TASK GOAL >>
The entries below are to be given back exactly, with images excluded.

[Items from a data source]
....................
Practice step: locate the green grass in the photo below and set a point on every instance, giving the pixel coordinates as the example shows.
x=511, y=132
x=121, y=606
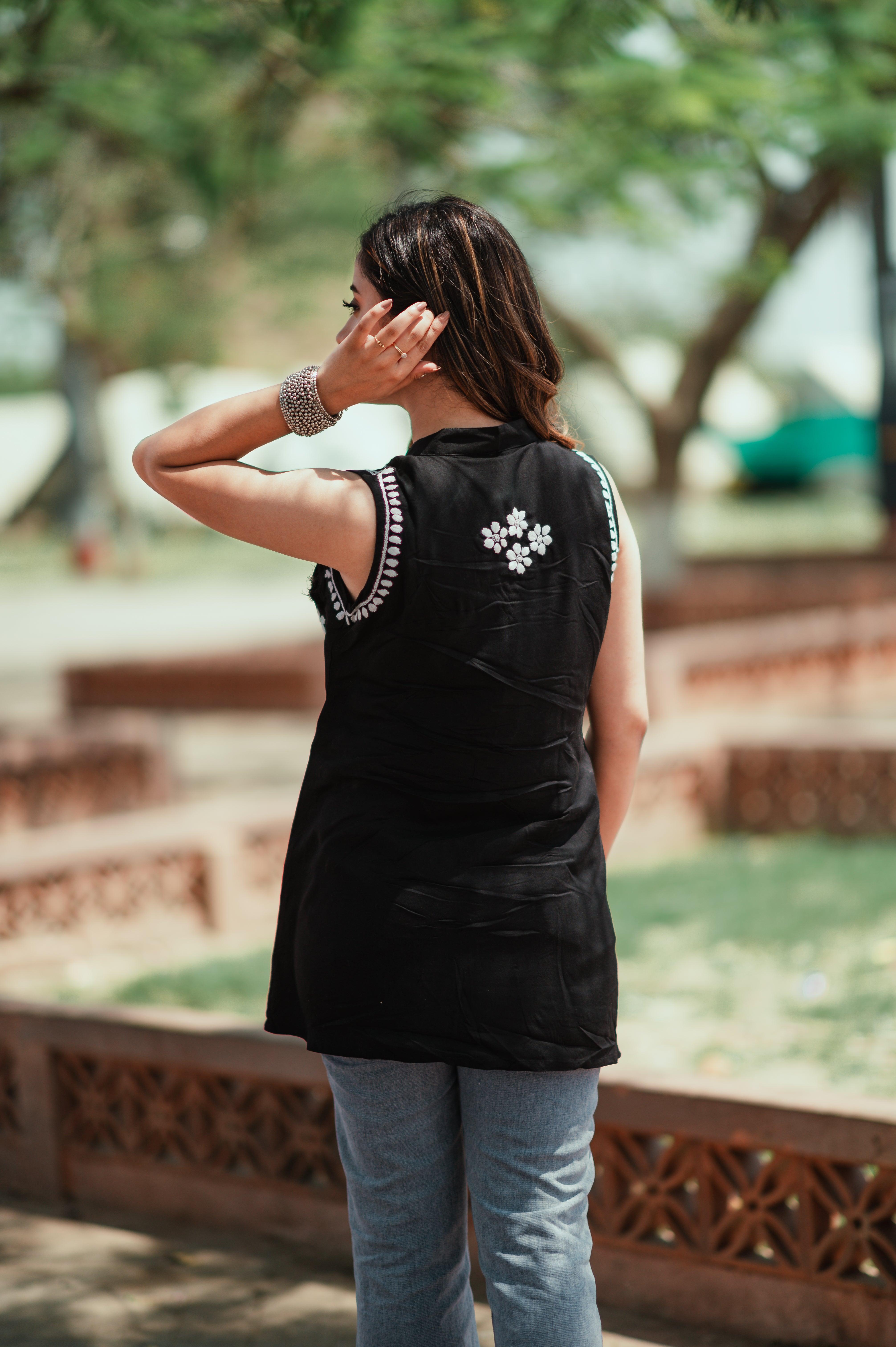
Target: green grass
x=29, y=554
x=720, y=964
x=238, y=985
....................
ANSWER SPACE >>
Practice step: locate the green grass in the photo below and set a point on every instance, giving the pixel coordinates as the example shows.
x=511, y=132
x=121, y=606
Target: green grass
x=29, y=554
x=720, y=964
x=238, y=985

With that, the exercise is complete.